--- start of Record list ---
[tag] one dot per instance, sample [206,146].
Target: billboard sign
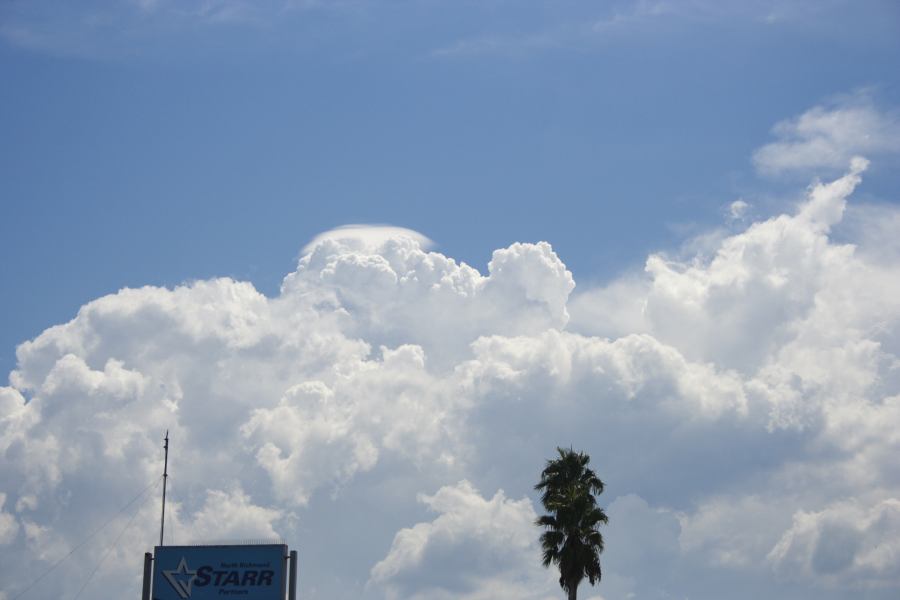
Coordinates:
[255,572]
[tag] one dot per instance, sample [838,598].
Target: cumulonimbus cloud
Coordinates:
[372,410]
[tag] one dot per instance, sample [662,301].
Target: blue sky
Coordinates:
[159,145]
[717,304]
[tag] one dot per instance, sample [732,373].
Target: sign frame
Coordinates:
[219,571]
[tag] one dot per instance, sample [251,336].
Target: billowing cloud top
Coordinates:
[389,411]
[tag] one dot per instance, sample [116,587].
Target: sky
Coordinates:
[371,262]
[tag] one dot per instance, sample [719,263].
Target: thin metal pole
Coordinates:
[292,585]
[162,524]
[148,561]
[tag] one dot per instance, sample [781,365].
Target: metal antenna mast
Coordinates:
[162,524]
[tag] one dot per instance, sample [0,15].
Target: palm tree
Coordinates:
[571,539]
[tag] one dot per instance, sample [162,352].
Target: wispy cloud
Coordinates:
[828,135]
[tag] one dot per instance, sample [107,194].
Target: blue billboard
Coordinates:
[255,572]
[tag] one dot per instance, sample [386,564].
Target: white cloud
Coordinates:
[9,527]
[828,136]
[483,549]
[739,403]
[845,543]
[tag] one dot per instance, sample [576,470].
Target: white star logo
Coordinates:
[177,578]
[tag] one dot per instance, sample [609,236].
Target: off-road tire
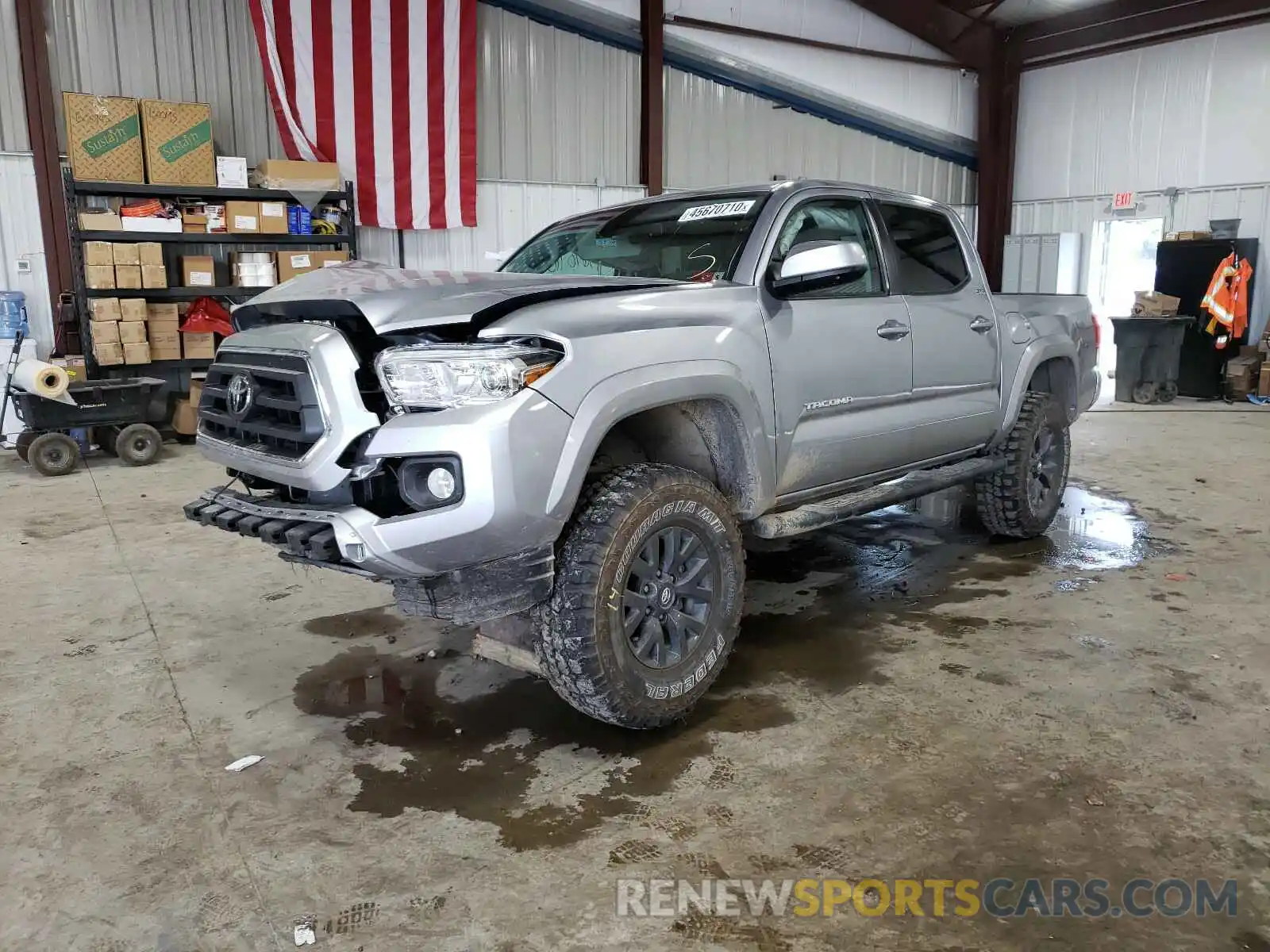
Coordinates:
[579,638]
[1003,499]
[137,444]
[54,455]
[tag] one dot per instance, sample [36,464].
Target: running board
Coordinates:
[826,512]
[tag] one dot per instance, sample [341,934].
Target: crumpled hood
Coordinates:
[397,298]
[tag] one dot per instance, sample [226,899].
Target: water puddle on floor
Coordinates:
[495,746]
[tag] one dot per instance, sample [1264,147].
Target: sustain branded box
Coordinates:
[103,137]
[178,143]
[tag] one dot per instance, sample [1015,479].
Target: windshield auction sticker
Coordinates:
[721,209]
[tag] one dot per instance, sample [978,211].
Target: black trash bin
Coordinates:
[1147,355]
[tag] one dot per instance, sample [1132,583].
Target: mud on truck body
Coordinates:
[583,440]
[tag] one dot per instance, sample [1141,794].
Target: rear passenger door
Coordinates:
[842,365]
[956,352]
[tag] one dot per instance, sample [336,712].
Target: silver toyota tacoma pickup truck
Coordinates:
[583,441]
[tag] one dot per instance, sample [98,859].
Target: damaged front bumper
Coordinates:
[343,539]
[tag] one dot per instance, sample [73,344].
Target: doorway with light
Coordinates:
[1122,262]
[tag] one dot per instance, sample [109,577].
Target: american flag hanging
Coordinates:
[387,89]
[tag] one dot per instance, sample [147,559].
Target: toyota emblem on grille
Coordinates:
[241,397]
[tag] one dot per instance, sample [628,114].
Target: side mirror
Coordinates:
[821,264]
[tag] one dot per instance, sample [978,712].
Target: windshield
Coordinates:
[687,239]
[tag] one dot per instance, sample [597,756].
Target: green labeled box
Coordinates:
[178,140]
[103,137]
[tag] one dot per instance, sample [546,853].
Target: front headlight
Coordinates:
[441,376]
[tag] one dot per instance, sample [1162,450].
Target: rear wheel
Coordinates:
[647,600]
[1022,499]
[54,454]
[139,444]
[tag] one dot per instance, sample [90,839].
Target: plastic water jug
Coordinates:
[13,314]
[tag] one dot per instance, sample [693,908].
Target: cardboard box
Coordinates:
[178,143]
[133,310]
[292,263]
[1153,304]
[101,220]
[154,276]
[198,346]
[103,309]
[127,276]
[184,418]
[298,177]
[1242,376]
[103,137]
[198,271]
[133,333]
[164,342]
[137,353]
[230,171]
[98,253]
[106,333]
[162,314]
[273,217]
[150,253]
[243,217]
[126,253]
[99,276]
[108,355]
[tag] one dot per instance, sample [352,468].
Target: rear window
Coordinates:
[689,239]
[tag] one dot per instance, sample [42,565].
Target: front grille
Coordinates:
[283,418]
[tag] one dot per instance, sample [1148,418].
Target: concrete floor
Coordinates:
[906,700]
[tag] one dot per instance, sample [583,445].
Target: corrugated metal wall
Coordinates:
[22,239]
[13,111]
[1189,211]
[1187,114]
[507,215]
[718,135]
[552,106]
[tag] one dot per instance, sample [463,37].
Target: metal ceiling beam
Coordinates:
[730,29]
[42,127]
[1121,25]
[652,121]
[962,37]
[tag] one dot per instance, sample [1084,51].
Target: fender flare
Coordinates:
[641,389]
[1037,353]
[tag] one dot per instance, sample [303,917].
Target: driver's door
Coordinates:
[842,357]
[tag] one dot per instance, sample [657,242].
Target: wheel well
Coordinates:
[1057,378]
[702,436]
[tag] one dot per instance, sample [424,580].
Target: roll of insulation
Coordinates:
[42,378]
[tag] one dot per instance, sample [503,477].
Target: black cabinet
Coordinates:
[1185,270]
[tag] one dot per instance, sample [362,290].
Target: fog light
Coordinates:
[441,482]
[429,482]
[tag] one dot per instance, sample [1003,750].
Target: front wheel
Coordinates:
[1022,499]
[647,600]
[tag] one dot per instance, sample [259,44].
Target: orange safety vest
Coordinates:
[1227,298]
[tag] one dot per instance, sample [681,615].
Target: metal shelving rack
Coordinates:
[175,371]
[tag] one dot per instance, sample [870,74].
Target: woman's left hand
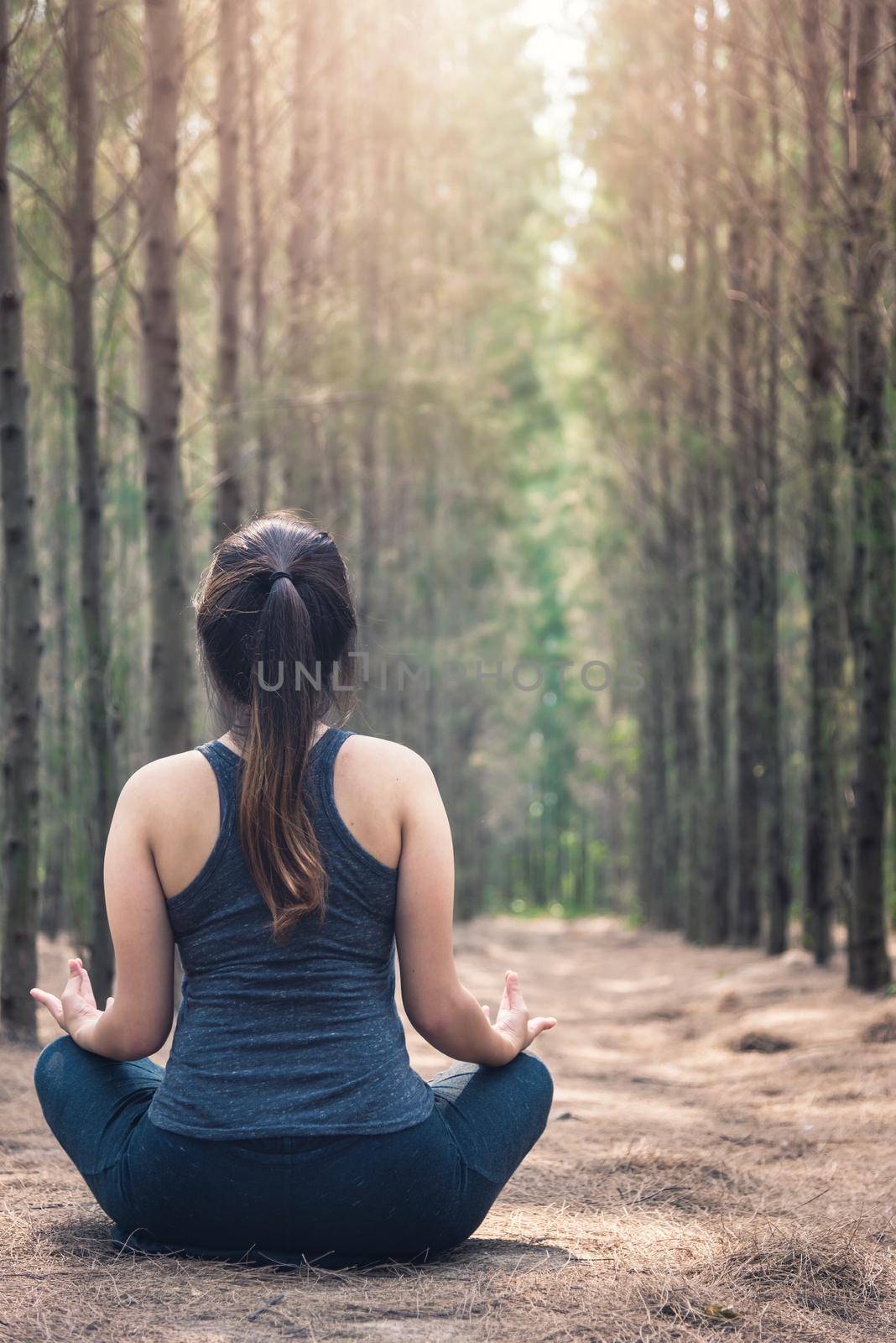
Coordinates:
[76,1011]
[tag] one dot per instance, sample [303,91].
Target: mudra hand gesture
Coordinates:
[76,1011]
[513,1018]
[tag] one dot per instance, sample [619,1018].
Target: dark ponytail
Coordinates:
[275,624]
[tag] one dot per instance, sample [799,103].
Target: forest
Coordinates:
[596,395]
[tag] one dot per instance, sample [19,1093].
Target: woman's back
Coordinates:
[313,1014]
[290,872]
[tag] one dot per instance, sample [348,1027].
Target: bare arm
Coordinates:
[438,1005]
[137,1021]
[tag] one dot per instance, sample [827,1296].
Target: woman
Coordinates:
[286,861]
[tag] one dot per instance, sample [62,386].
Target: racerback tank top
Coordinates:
[294,1038]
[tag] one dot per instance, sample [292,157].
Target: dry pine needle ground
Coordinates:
[687,1188]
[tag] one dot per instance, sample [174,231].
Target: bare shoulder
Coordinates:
[383,783]
[168,785]
[388,762]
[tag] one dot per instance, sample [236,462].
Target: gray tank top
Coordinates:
[300,1038]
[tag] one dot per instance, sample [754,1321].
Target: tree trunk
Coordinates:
[685,561]
[169,604]
[259,259]
[748,613]
[824,668]
[715,584]
[876,577]
[90,488]
[228,500]
[20,622]
[56,891]
[775,849]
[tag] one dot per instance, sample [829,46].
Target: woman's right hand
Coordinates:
[513,1022]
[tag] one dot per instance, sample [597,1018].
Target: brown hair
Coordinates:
[275,624]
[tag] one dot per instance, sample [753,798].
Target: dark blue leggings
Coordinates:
[334,1201]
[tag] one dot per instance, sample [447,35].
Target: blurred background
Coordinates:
[573,322]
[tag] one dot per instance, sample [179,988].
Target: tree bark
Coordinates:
[745,430]
[169,604]
[715,588]
[873,465]
[56,841]
[228,500]
[779,892]
[824,669]
[259,259]
[20,622]
[90,487]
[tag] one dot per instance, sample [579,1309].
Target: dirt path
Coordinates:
[683,1186]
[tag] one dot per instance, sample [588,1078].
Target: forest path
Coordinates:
[683,1188]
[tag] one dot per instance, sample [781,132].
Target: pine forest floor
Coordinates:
[721,1159]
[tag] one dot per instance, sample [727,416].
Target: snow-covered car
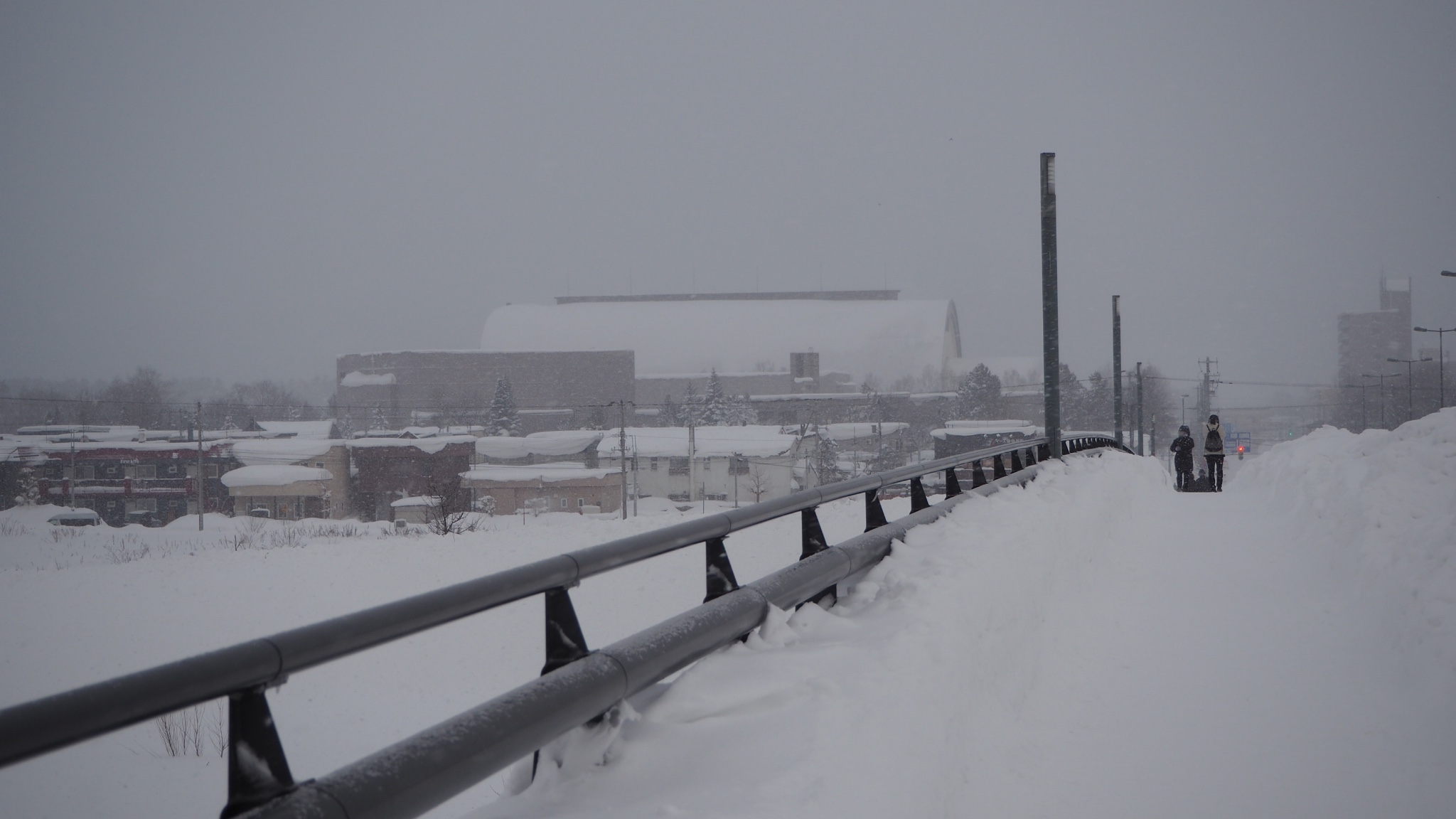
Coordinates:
[76,518]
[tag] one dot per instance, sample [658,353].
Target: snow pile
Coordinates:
[1382,499]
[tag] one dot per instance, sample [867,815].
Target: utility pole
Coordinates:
[692,456]
[1050,346]
[1140,410]
[622,445]
[1206,390]
[201,471]
[1410,384]
[1117,369]
[733,466]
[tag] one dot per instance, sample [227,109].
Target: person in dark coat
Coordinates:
[1214,452]
[1183,458]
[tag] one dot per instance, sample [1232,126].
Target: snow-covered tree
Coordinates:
[979,394]
[826,462]
[717,405]
[504,419]
[28,490]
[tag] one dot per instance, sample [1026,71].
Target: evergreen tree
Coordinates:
[826,461]
[979,395]
[504,420]
[717,407]
[742,412]
[28,487]
[1075,410]
[670,413]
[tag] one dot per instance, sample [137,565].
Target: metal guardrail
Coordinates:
[575,685]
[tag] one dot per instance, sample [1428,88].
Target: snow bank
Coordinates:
[1385,500]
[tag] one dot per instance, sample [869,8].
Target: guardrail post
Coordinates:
[814,542]
[918,499]
[719,572]
[257,767]
[874,513]
[565,645]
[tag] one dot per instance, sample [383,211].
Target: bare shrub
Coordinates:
[450,513]
[12,528]
[65,534]
[194,732]
[287,537]
[126,548]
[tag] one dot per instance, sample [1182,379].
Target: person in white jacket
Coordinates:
[1214,452]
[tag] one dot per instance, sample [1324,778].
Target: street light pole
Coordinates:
[1410,384]
[1440,355]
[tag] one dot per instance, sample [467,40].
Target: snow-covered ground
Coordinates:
[1094,645]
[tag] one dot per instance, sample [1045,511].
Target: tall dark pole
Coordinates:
[201,470]
[1140,451]
[1050,348]
[1117,369]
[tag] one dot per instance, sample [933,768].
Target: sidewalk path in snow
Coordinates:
[1091,646]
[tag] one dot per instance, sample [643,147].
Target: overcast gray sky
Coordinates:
[245,190]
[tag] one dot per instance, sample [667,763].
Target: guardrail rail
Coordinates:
[575,685]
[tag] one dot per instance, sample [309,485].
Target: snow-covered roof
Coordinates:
[968,432]
[710,442]
[368,379]
[300,429]
[987,424]
[415,500]
[545,473]
[861,430]
[884,337]
[564,442]
[282,451]
[430,445]
[274,476]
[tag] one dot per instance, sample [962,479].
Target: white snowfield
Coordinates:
[1094,645]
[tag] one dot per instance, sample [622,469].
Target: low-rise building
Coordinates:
[283,493]
[744,464]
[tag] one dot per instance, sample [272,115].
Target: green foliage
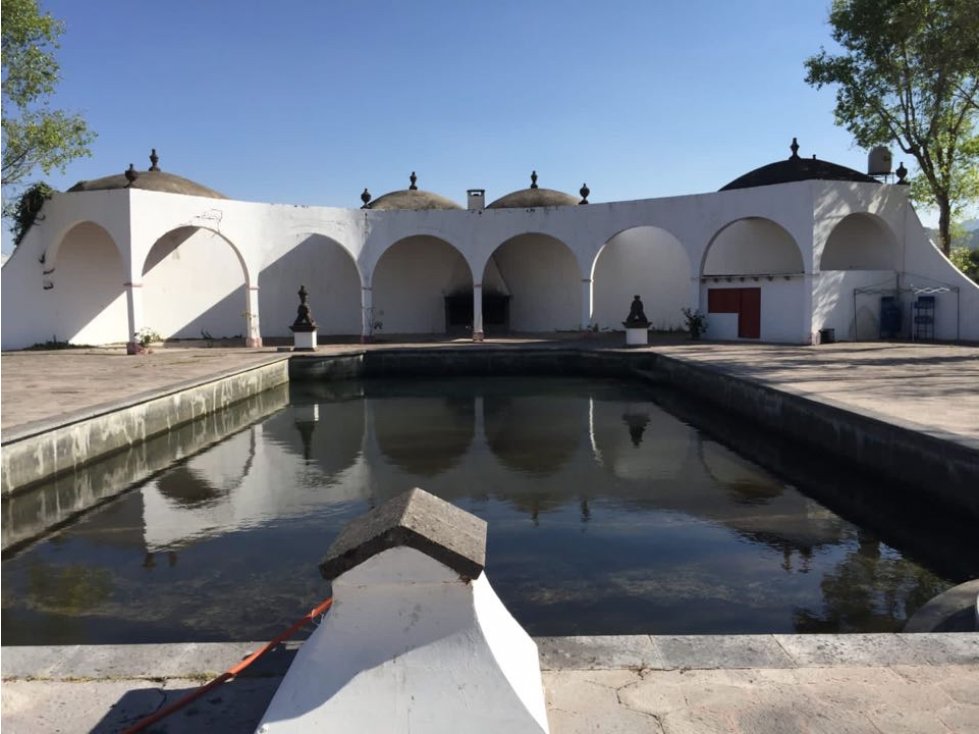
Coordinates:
[28,206]
[967,261]
[696,321]
[909,74]
[34,135]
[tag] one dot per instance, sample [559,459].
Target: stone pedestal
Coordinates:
[416,639]
[304,340]
[636,336]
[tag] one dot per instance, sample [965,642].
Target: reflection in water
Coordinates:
[594,527]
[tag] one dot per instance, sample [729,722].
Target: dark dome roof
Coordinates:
[152,180]
[410,198]
[533,198]
[797,169]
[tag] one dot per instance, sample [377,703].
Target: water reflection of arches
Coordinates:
[330,275]
[534,434]
[411,281]
[85,279]
[646,260]
[195,283]
[860,242]
[425,436]
[541,276]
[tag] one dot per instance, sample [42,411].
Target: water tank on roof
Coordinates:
[879,161]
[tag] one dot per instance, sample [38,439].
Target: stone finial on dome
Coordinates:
[902,174]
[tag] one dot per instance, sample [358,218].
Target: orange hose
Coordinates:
[231,672]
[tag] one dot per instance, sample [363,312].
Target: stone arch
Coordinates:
[540,277]
[645,260]
[195,285]
[752,246]
[331,276]
[85,276]
[411,281]
[860,241]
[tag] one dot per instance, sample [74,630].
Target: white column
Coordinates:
[252,324]
[586,312]
[478,312]
[367,313]
[134,311]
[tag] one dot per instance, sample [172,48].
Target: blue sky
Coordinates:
[309,102]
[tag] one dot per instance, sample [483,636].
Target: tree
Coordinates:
[909,74]
[34,135]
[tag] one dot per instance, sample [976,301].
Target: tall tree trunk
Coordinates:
[944,224]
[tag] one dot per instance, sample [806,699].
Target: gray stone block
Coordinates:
[418,520]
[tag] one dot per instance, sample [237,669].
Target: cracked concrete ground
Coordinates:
[837,684]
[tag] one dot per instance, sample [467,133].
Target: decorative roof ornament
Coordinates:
[902,173]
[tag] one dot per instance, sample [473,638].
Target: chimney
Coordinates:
[477,198]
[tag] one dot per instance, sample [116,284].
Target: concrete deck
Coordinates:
[666,685]
[887,683]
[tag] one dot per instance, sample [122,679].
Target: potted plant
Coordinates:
[696,322]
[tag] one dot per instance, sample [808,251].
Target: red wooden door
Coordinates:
[749,315]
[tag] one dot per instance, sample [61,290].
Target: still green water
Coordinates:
[607,515]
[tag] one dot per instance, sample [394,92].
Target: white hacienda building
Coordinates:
[779,255]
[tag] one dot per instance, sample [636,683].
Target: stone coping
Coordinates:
[21,431]
[622,652]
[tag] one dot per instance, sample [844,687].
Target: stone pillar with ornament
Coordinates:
[303,328]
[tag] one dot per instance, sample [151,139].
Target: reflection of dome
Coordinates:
[797,169]
[151,180]
[533,198]
[411,198]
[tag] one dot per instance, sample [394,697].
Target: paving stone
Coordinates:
[598,652]
[722,651]
[579,704]
[830,650]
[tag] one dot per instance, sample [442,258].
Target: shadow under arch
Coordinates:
[331,277]
[861,241]
[411,281]
[86,275]
[645,260]
[540,277]
[195,284]
[752,246]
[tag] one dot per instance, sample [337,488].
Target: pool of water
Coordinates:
[607,515]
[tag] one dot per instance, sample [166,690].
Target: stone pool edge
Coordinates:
[202,660]
[42,450]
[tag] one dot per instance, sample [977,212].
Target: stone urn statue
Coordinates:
[636,325]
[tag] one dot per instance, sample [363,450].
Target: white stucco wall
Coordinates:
[411,281]
[544,282]
[647,261]
[753,246]
[544,258]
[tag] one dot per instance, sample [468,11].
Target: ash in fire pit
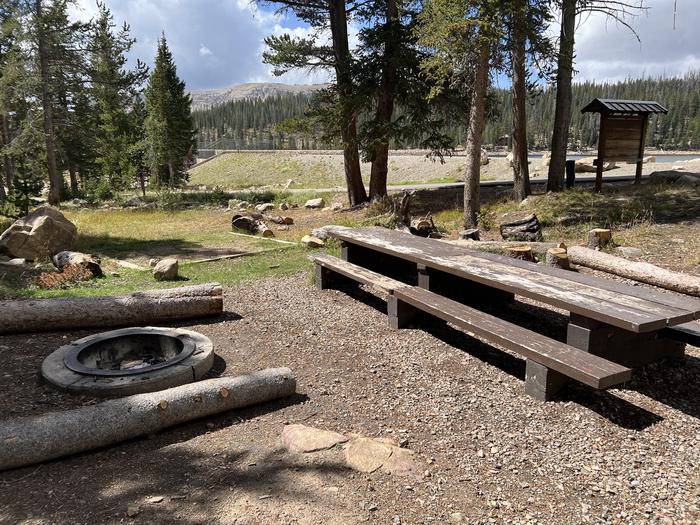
--- end of Record list ---
### Directions:
Locate each line of the data above that contains the string "building" and copy those lines out. Treat uppercase and lowercase as different.

### Solved problem:
Target: low-rise building
Target: white hacienda building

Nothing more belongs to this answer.